[O QUE FAZER]: Por favor, reescreva as linhas do material trocando "tower" por "church" e mantendo todo o resto igual. Deixe as imagens fora da resposta.

[DADOS EXTRAÍDOS]:
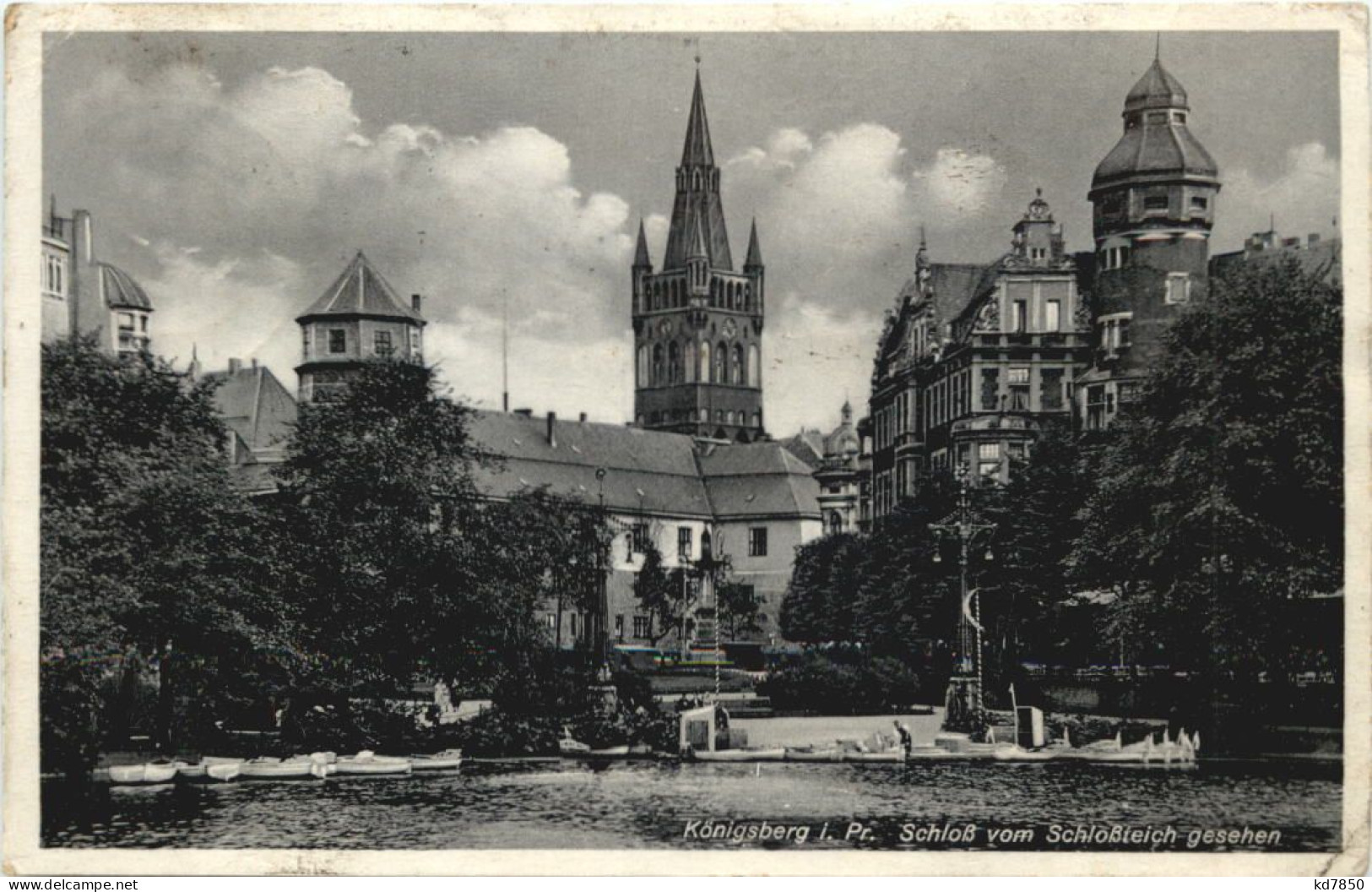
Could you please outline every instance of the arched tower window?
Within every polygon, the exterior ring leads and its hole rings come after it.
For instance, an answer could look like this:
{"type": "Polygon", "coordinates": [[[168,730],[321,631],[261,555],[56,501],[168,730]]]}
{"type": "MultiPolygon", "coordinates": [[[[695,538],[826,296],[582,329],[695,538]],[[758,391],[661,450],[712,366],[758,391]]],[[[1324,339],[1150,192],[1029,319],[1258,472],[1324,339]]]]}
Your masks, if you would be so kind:
{"type": "Polygon", "coordinates": [[[682,351],[676,342],[667,344],[667,382],[675,384],[682,380],[682,351]]]}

[SOLUÇÃO DO EXERCÍCIO]:
Could you please outline every instance of the arched church window?
Within every polygon, the exterior ring leads and its hole rings come after it.
For instance, an answer could look like this:
{"type": "Polygon", "coordinates": [[[168,730],[321,631],[261,555],[56,501],[168,730]]]}
{"type": "MultiPolygon", "coordinates": [[[[695,538],[826,296],[582,329],[695,538]],[[758,391],[661,450],[712,366],[758,391]]],[[[1324,339],[1150,192],[1029,319],[1258,472],[1324,339]]]]}
Your masks, if you would be so kind:
{"type": "Polygon", "coordinates": [[[682,351],[676,342],[667,344],[667,382],[675,384],[682,380],[682,351]]]}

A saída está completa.